High Hospital C-section Rates Will Be Published Online in 2020

This member-only article appears in the May issue of Patient Safety Monitor Journal.

Next year, patients and potential parents will have one more metric by which to judge your hospital. Starting July 2020, The Joint Commission (TJC) will publicly report hospitals that have consistently high C-section rates on its Quality Check website.
Hospital rankings will be based on TJC’s perinatal care (PC) Cesarean Birth measure PC-02. Hospitals accredited by TJC are already required to report that data to the accreditor, but this will be the first time it’ll be visible to the public.
TJC will only track the number of C-sections done on nulliparous, term, singleton, vertex (NTSV) births—procedures performed on first-time mothers carrying a single baby that has its head facing down at the onset of labor. The three ranking criteria are:
≥ 30 cases reported in both years
PC-02 rate > 30% for the current year
Overall two-year average PC-02 rate > 30%

Hospitals will be marked with a plus sign (an acceptable rate) or a minus sign (a high rate) next to the PC-02 measure on the Quality Check website. The first round of reporting will come from data gathered in 2018 and 2019. If the numbers remain similar to data collected in 2016 and 2017, about 20% of facilities will be past the C-section threshold.

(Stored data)
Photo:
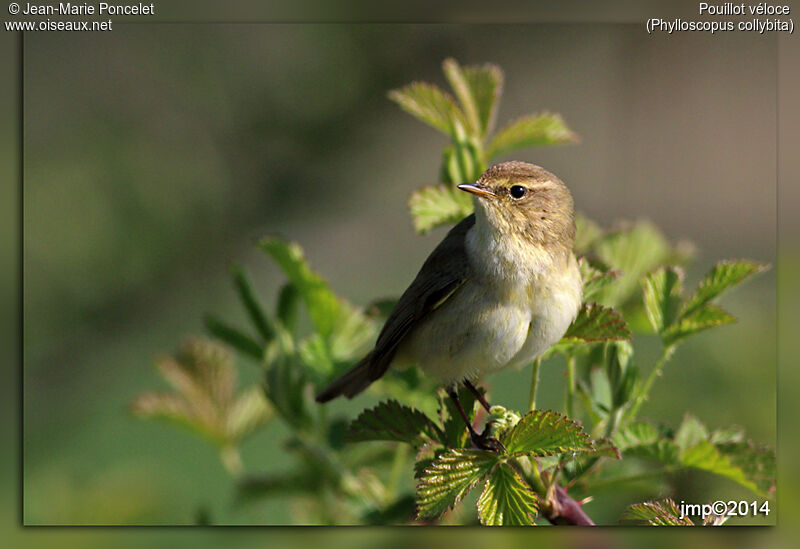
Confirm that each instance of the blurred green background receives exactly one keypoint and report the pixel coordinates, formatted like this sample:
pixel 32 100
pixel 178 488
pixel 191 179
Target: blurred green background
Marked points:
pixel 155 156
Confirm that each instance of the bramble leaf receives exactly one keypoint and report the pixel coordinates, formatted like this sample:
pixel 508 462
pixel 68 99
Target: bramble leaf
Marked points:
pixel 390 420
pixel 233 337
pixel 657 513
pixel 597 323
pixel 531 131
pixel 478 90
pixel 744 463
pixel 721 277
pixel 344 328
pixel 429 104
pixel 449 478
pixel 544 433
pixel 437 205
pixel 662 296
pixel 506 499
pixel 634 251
---
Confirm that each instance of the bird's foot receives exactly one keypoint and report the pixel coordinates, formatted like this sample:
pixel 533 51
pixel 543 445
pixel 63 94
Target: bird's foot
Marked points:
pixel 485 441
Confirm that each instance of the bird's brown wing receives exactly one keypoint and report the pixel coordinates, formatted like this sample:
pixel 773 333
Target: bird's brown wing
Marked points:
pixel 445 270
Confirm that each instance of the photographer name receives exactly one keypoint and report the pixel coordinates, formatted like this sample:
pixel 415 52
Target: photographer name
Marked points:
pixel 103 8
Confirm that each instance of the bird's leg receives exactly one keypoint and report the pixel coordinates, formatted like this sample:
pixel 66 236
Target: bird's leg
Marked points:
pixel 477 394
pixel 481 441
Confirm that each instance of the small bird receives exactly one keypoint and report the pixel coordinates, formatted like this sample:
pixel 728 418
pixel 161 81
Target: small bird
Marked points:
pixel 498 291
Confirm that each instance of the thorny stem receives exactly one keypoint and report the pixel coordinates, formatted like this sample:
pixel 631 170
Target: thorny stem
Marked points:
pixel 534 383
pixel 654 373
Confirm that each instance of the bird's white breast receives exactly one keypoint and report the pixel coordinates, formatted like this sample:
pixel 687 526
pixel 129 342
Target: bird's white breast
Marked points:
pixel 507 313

EXERCISE TASKS:
(A) Please list the three ranking criteria that the article on hospital C-section rates gives.
(B) According to the article on hospital C-section rates, what mark on the Quality Check website will show that a hospital has a high rate?

ANSWER SET:
(A)
- ≥ 30 cases reported in both years
- PC-02 rate > 30% for the current year
- Overall two-year average PC-02 rate > 30%

(B) A minus sign next to the PC-02 measure.